## Estratto del testo:
────────────────────
2) Corpo naturale (tradizione cristiana), corpo astrale (tradizione teosofica) o "cavallo/sentimenti" (tradizione orientale e platonica): il "corpo emozionale", che Aristotele chiamava anima sensitiva, dal quale dipendono emozioni e sentimenti, da quelli più bassi a quelli più alti.
3) Corpo spirituale (tradizione cristiana), corpo mentale (tradizione teosofica) cocchiere/pensiero (tradizione orientale e platonica): il corpo dal quale dipende il pensiero, chiamato da Aristotele anima razionale.
4) Corpo divino (tradizione cristiana), corpo causale (tradizione teosofica), "padrone/volontà" (tradizione orientale e platonica): il corpo divino, dal quale dipende la Volontà più alta; è il più importante tra i quattro, che Aristotele chiamava anima intellettiva, e che riteneva affine alla sostanza eterna delle verità universali.
Come accennato, Gurdjieff ritiene che gran parte delle tradizioni filosofiche, religiose ed esoteriche abbiano formulato una concezione simile, legata a una quadripartizione dell'anima, dando per scontato che l'uomo, nel corso del suo sviluppo, cresca accompagnato da tutti e quattro questi corpi. Ciò che varia è soltanto "l'educazione interiore", che porta alcuni individui a sviluppare un controllo superiore dei corpi più elevati su quelli più bassi. Ma la loro "proprietà" non viene messa in discussione.
────────────────────
## Elenco dei compiti:
1. Trasforma in un elenco puntato il paragrafo del brano sui quattro corpi che comincia con "Come accennato, Gurdjieff ritiene", conservandone i fatti principali.
2. Rispondi alle seguenti domande basandoti sul brano sui quattro corpi.
(a) Con quale nome Aristotele indicava il corpo emozionale?
(b) Come viene chiamato nella tradizione teosofica il corpo dal quale dipende il pensiero?
(c) Quale dei quattro corpi viene definito il più importante?
3. Prosegui il brano sui quattro corpi a partire dall'ultima frase riportata.

## Materiale mostrato:
────────────────────
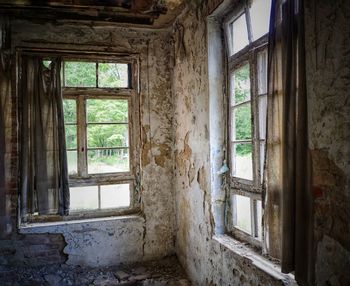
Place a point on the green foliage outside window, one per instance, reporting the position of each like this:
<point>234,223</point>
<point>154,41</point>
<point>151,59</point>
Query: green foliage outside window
<point>242,114</point>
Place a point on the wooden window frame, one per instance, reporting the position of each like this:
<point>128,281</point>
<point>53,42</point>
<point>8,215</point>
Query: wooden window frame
<point>251,189</point>
<point>81,94</point>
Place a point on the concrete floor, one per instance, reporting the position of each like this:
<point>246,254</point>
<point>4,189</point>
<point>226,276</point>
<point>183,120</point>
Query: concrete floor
<point>166,272</point>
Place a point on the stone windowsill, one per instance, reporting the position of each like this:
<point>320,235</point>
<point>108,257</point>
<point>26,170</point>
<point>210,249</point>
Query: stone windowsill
<point>38,227</point>
<point>255,259</point>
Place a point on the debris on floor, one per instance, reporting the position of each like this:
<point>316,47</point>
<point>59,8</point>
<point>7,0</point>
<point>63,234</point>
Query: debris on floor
<point>166,272</point>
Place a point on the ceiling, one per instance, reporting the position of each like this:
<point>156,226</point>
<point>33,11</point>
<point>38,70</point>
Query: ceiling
<point>151,13</point>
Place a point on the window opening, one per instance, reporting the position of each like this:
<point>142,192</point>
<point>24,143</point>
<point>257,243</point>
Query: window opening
<point>246,38</point>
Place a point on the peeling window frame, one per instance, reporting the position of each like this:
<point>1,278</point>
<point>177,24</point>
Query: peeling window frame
<point>80,94</point>
<point>251,189</point>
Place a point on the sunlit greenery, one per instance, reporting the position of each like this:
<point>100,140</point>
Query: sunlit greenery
<point>112,75</point>
<point>83,74</point>
<point>242,114</point>
<point>80,74</point>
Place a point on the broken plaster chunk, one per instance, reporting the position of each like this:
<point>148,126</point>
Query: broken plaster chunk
<point>53,280</point>
<point>121,275</point>
<point>140,270</point>
<point>142,277</point>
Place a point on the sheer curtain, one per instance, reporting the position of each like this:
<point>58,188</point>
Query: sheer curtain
<point>44,176</point>
<point>289,201</point>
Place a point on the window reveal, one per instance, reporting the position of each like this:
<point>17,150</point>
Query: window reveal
<point>98,105</point>
<point>246,38</point>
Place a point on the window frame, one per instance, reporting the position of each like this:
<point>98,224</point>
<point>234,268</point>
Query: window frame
<point>81,95</point>
<point>130,93</point>
<point>235,185</point>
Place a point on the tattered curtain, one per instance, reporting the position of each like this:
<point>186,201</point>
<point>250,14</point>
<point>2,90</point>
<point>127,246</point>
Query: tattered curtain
<point>289,202</point>
<point>44,177</point>
<point>5,122</point>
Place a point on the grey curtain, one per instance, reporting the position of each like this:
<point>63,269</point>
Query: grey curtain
<point>288,177</point>
<point>44,176</point>
<point>5,121</point>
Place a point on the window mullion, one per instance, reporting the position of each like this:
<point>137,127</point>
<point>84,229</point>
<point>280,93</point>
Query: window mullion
<point>82,162</point>
<point>249,23</point>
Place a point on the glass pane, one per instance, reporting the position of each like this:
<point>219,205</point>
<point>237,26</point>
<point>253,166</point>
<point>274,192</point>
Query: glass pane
<point>71,136</point>
<point>80,74</point>
<point>262,159</point>
<point>260,17</point>
<point>242,161</point>
<point>243,217</point>
<point>107,110</point>
<point>262,116</point>
<point>107,135</point>
<point>72,160</point>
<point>70,111</point>
<point>115,196</point>
<point>113,75</point>
<point>262,72</point>
<point>241,85</point>
<point>47,63</point>
<point>83,198</point>
<point>108,161</point>
<point>259,221</point>
<point>239,34</point>
<point>242,122</point>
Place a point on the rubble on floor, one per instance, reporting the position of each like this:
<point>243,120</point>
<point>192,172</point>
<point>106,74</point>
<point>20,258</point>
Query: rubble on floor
<point>166,272</point>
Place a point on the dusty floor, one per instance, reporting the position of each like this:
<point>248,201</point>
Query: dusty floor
<point>166,272</point>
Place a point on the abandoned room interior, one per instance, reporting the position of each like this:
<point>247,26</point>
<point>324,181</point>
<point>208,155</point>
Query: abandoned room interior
<point>175,142</point>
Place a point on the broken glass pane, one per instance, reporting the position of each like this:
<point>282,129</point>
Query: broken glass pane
<point>107,135</point>
<point>259,219</point>
<point>239,34</point>
<point>260,17</point>
<point>262,116</point>
<point>242,125</point>
<point>71,136</point>
<point>72,161</point>
<point>243,213</point>
<point>113,75</point>
<point>70,111</point>
<point>241,85</point>
<point>108,161</point>
<point>83,198</point>
<point>262,72</point>
<point>115,196</point>
<point>242,161</point>
<point>80,74</point>
<point>107,110</point>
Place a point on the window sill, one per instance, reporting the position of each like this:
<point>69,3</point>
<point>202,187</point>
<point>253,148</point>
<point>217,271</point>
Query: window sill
<point>260,262</point>
<point>45,227</point>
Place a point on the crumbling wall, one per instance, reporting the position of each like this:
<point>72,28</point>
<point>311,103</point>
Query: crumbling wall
<point>208,261</point>
<point>328,82</point>
<point>151,234</point>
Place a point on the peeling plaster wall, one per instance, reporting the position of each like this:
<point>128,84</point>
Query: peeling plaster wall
<point>328,60</point>
<point>328,76</point>
<point>206,260</point>
<point>151,234</point>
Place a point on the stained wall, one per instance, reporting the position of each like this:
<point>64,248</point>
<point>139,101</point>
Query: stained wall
<point>143,236</point>
<point>206,258</point>
<point>328,82</point>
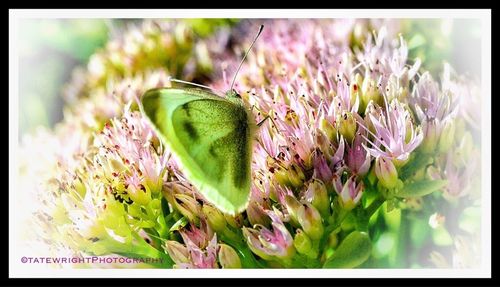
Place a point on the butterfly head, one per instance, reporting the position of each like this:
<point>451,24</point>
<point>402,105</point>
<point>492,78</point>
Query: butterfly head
<point>233,96</point>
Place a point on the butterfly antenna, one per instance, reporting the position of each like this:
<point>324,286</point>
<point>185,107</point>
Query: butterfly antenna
<point>246,54</point>
<point>170,79</point>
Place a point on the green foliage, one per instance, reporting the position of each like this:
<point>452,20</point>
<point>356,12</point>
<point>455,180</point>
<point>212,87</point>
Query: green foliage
<point>352,252</point>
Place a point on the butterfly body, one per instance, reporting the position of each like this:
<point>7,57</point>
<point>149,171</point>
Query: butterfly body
<point>211,137</point>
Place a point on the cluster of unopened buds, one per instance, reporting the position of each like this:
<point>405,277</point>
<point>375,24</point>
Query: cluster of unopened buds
<point>351,131</point>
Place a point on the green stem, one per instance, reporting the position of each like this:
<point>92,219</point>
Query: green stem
<point>374,206</point>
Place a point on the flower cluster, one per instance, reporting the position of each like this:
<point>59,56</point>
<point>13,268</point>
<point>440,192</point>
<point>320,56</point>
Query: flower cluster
<point>349,130</point>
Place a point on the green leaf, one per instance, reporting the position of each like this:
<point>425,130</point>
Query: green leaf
<point>421,188</point>
<point>179,224</point>
<point>418,162</point>
<point>353,251</point>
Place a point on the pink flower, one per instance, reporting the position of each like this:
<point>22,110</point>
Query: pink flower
<point>395,136</point>
<point>357,158</point>
<point>269,243</point>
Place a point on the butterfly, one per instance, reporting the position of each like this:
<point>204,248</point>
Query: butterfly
<point>211,136</point>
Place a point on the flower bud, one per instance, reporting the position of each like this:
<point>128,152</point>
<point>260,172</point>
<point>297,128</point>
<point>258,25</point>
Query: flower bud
<point>228,258</point>
<point>447,136</point>
<point>177,251</point>
<point>215,218</point>
<point>139,194</point>
<point>235,221</point>
<point>347,126</point>
<point>358,159</point>
<point>386,172</point>
<point>431,136</point>
<point>296,175</point>
<point>292,206</point>
<point>256,214</point>
<point>281,176</point>
<point>351,194</point>
<point>355,88</point>
<point>333,240</point>
<point>329,130</point>
<point>370,92</point>
<point>310,220</point>
<point>302,243</point>
<point>318,196</point>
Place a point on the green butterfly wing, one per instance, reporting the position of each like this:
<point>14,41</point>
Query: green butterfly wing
<point>211,137</point>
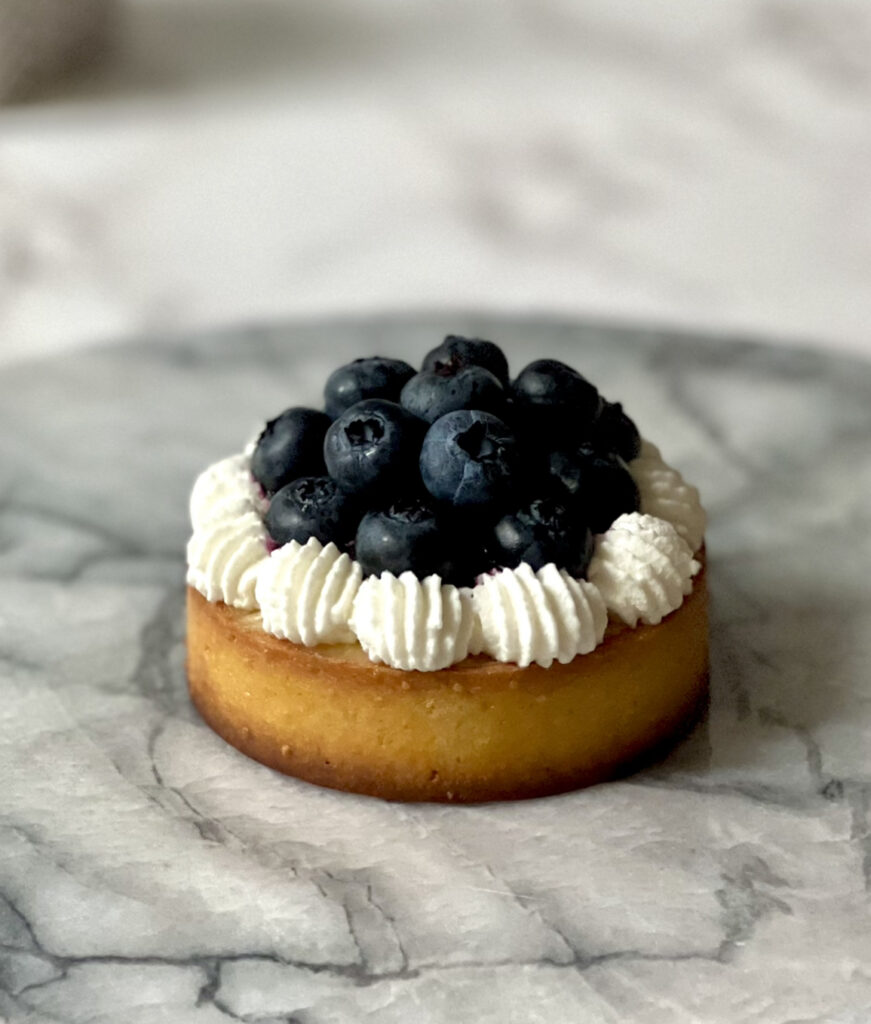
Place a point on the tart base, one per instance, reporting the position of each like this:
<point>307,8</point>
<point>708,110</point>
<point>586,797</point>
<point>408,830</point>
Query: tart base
<point>480,730</point>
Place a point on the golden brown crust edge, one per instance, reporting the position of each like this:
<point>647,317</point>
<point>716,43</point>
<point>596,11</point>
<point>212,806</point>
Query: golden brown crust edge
<point>481,730</point>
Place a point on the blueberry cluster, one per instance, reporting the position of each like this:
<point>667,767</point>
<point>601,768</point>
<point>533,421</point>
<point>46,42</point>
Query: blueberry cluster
<point>453,470</point>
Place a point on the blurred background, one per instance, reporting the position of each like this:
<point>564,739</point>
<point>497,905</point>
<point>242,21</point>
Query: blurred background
<point>171,165</point>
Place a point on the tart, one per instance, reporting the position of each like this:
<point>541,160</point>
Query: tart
<point>403,597</point>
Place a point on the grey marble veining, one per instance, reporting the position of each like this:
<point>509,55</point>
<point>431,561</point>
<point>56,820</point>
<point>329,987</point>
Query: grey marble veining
<point>149,873</point>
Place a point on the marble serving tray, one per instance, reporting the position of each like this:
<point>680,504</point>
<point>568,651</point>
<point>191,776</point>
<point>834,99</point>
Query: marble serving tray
<point>148,872</point>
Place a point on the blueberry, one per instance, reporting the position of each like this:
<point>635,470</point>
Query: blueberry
<point>601,486</point>
<point>468,459</point>
<point>312,506</point>
<point>557,397</point>
<point>373,378</point>
<point>614,433</point>
<point>542,531</point>
<point>410,535</point>
<point>431,394</point>
<point>374,448</point>
<point>456,353</point>
<point>291,445</point>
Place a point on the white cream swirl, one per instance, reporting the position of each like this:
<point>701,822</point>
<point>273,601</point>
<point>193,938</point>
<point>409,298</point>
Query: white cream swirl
<point>666,495</point>
<point>224,557</point>
<point>411,624</point>
<point>643,568</point>
<point>306,592</point>
<point>539,616</point>
<point>224,491</point>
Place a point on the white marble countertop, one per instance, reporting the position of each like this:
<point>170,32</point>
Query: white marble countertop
<point>151,875</point>
<point>682,163</point>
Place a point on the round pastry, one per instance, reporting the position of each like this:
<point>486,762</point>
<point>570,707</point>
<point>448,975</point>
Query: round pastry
<point>448,587</point>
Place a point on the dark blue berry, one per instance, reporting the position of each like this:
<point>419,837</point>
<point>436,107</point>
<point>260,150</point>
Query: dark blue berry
<point>373,449</point>
<point>455,353</point>
<point>431,394</point>
<point>601,487</point>
<point>468,459</point>
<point>614,433</point>
<point>557,398</point>
<point>291,445</point>
<point>372,378</point>
<point>410,535</point>
<point>312,506</point>
<point>542,531</point>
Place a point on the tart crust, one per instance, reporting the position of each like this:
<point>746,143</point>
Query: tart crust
<point>479,730</point>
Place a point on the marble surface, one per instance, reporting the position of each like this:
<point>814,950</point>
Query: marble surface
<point>681,162</point>
<point>148,872</point>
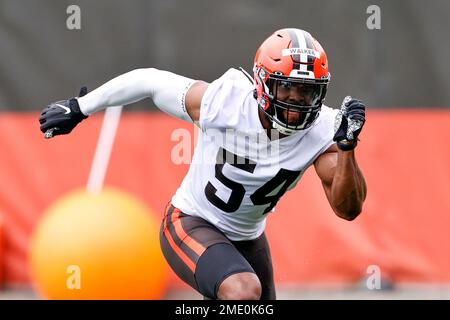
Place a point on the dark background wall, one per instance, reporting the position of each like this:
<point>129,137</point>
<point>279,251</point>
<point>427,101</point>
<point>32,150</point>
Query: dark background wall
<point>405,64</point>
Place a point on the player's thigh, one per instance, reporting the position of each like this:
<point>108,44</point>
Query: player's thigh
<point>199,253</point>
<point>257,253</point>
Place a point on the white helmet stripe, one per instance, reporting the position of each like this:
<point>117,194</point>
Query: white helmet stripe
<point>301,44</point>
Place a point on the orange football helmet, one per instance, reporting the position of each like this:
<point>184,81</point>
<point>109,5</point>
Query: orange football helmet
<point>291,59</point>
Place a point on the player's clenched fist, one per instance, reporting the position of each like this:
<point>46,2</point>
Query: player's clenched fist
<point>62,116</point>
<point>349,122</point>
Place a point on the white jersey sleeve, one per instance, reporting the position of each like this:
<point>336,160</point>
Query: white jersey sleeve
<point>222,104</point>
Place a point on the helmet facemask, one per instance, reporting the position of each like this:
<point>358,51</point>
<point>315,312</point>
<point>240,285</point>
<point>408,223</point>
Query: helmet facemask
<point>292,104</point>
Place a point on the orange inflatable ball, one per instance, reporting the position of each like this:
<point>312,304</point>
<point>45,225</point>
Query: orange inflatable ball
<point>98,246</point>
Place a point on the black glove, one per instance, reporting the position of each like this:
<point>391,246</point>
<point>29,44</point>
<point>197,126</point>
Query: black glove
<point>348,123</point>
<point>62,116</point>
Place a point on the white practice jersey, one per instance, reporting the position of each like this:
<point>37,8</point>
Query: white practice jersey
<point>237,173</point>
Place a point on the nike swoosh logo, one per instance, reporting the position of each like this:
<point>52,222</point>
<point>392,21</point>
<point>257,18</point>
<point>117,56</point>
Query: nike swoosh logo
<point>64,107</point>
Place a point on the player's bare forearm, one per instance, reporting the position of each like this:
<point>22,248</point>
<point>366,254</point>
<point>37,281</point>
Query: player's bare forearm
<point>348,188</point>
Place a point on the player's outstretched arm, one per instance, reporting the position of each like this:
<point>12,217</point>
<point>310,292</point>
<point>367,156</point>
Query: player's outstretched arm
<point>173,94</point>
<point>341,177</point>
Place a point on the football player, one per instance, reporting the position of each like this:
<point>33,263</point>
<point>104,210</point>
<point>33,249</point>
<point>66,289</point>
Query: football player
<point>212,234</point>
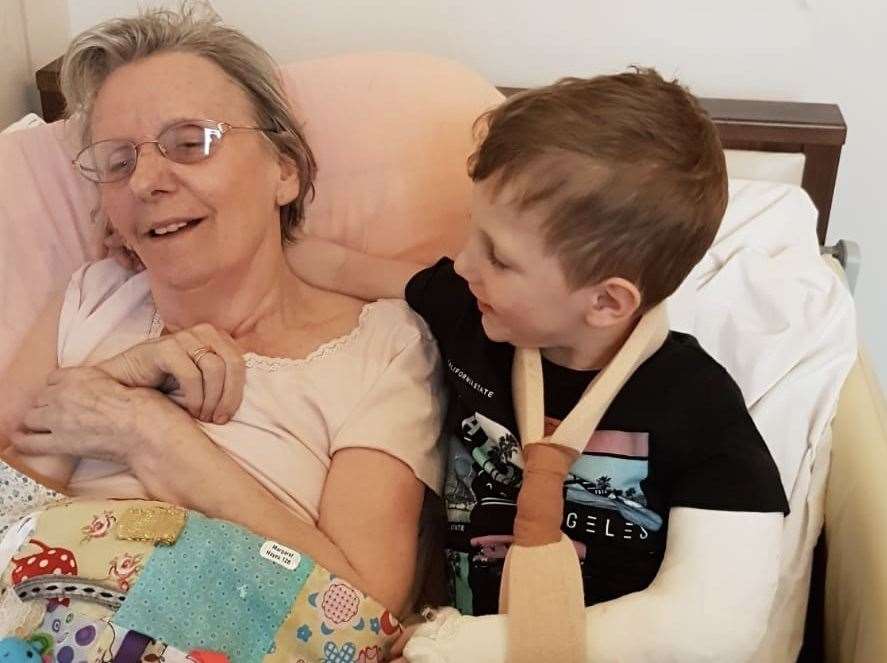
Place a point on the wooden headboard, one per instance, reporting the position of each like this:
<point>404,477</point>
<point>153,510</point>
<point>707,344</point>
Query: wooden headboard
<point>816,130</point>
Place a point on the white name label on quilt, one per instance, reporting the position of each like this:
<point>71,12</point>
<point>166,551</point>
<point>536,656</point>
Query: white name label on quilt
<point>285,557</point>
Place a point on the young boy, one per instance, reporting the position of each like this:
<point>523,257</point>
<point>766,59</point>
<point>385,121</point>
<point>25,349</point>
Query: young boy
<point>593,200</point>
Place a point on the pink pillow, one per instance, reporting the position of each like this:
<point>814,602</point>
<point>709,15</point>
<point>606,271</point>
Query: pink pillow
<point>46,230</point>
<point>391,133</point>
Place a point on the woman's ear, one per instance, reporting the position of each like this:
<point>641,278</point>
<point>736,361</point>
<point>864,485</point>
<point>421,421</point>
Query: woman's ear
<point>612,301</point>
<point>288,186</point>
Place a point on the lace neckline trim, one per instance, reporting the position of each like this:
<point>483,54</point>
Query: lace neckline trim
<point>262,362</point>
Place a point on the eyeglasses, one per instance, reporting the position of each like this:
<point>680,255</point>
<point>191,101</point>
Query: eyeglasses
<point>190,141</point>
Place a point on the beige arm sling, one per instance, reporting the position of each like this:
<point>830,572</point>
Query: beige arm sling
<point>541,587</point>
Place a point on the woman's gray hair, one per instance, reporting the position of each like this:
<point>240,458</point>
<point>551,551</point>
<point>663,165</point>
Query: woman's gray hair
<point>195,28</point>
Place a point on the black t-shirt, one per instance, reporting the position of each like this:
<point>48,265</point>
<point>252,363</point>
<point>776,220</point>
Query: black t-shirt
<point>677,434</point>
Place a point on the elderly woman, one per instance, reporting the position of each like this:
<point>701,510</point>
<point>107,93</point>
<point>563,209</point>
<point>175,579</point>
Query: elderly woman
<point>215,379</point>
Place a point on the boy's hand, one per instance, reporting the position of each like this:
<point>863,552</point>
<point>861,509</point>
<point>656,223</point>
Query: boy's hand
<point>200,369</point>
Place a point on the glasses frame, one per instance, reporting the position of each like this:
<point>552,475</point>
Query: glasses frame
<point>222,127</point>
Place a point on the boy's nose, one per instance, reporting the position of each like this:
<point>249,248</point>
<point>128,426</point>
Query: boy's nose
<point>461,264</point>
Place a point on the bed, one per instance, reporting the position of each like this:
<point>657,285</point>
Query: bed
<point>783,160</point>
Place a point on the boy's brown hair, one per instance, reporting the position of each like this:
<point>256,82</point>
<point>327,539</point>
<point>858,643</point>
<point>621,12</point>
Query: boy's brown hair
<point>629,168</point>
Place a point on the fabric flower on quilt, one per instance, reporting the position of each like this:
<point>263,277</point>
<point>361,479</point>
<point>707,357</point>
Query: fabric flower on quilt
<point>372,654</point>
<point>338,607</point>
<point>99,527</point>
<point>123,569</point>
<point>345,654</point>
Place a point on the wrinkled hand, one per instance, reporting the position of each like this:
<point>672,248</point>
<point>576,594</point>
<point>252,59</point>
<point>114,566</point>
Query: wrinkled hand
<point>84,412</point>
<point>209,385</point>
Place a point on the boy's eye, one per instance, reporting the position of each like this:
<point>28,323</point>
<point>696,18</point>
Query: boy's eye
<point>494,261</point>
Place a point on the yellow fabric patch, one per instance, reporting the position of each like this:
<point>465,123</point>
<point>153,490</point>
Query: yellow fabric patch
<point>78,539</point>
<point>159,524</point>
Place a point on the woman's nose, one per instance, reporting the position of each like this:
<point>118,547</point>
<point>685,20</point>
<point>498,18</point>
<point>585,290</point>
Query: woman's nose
<point>151,174</point>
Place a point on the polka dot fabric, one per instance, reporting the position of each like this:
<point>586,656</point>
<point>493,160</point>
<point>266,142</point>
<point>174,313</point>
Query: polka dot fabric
<point>213,590</point>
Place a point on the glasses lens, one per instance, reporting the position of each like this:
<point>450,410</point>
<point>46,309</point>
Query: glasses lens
<point>107,160</point>
<point>189,142</point>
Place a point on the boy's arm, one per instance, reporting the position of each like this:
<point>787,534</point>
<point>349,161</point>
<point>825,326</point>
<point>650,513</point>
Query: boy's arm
<point>710,601</point>
<point>335,267</point>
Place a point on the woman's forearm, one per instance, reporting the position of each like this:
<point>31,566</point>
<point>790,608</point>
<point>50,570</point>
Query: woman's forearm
<point>181,465</point>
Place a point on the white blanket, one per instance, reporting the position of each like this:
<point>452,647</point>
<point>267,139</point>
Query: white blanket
<point>767,307</point>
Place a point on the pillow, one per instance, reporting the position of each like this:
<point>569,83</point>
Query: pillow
<point>46,230</point>
<point>391,134</point>
<point>28,121</point>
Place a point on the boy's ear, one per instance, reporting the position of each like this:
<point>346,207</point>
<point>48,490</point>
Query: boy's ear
<point>288,186</point>
<point>612,301</point>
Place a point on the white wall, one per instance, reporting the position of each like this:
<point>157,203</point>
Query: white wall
<point>802,50</point>
<point>16,80</point>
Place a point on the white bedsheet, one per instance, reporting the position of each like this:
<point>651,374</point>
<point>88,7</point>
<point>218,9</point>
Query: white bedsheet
<point>768,308</point>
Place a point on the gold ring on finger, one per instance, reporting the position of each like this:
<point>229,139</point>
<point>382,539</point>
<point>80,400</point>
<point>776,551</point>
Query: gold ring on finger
<point>199,353</point>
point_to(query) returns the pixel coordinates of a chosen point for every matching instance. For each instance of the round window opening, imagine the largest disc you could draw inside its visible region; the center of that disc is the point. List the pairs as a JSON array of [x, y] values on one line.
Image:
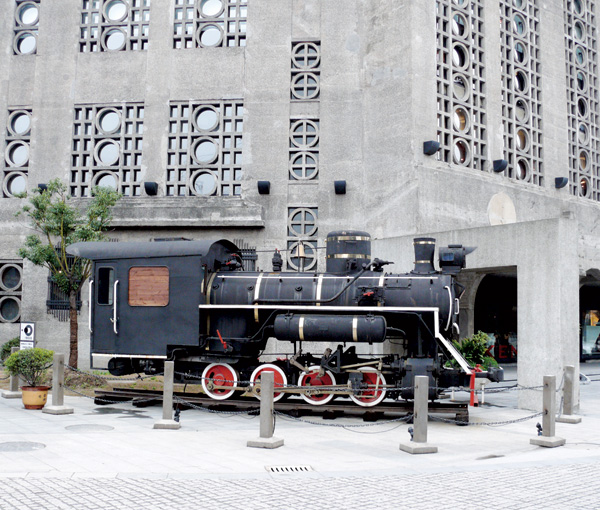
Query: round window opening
[[205, 151], [9, 309], [26, 43], [210, 36], [11, 277], [16, 184], [211, 8], [205, 183], [207, 119], [461, 153], [20, 123]]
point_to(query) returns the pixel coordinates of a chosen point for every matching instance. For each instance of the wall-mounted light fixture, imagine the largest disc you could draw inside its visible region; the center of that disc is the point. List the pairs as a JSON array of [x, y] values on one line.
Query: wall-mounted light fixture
[[500, 165], [151, 188], [339, 187], [264, 187], [561, 182], [430, 147]]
────────────────────
## Soluzioni:
1.
- Secondo Gurdjieff, gran parte delle tradizioni filosofiche, religiose ed esoteriche ha formulato una concezione simile, legata a una quadripartizione dell'anima.
- Queste tradizioni danno per scontato che l'uomo, nel corso del suo sviluppo, cresca accompagnato da tutti e quattro i corpi.
- Varia soltanto "l'educazione interiore", che porta alcuni individui a sviluppare un controllo superiore dei corpi più elevati su quelli più bassi.
- La "proprietà" dei corpi non viene messa in discussione.

2.
(a) Anima sensitiva.
(b) Corpo mentale.
(c) Il corpo divino.

3.
Tuttavia, per Gurdjieff: "L'uomo non nasce con i corpi sottili [...] questi richiedono una cultura artificiale, possibile solo in determinate condizioni, esteriori e interiori, favorevoli. Il corpo astrale non è un complemento indispensabile per l'uomo. E' un gran lusso, che non è alla portata di tutti. L'uomo può vivere benissimo senza corpo astrale. Il suo corpo fisico possiede tutte le funzioni necessarie alla vita" (Ouspensky, Frammenti di un insegnamento sconosciuto, Astrolabio, p. 49-50).
L'idea gurdjieffiana apre nuovi spiragli nella comprensione dell'evoluzione spirituale dell'uomo. Per quasi tutte le tradizioni esoteriche antiche, infatti, l'esistenza dei corpi sottili o di un'anima spirituale separata dal corpo, è pressoché un dato di fatto. Nella concezione ordinaria, l'uomo nasce già con questa scintilla divina e, spesso, il lavoro principale consiste nel liberarla.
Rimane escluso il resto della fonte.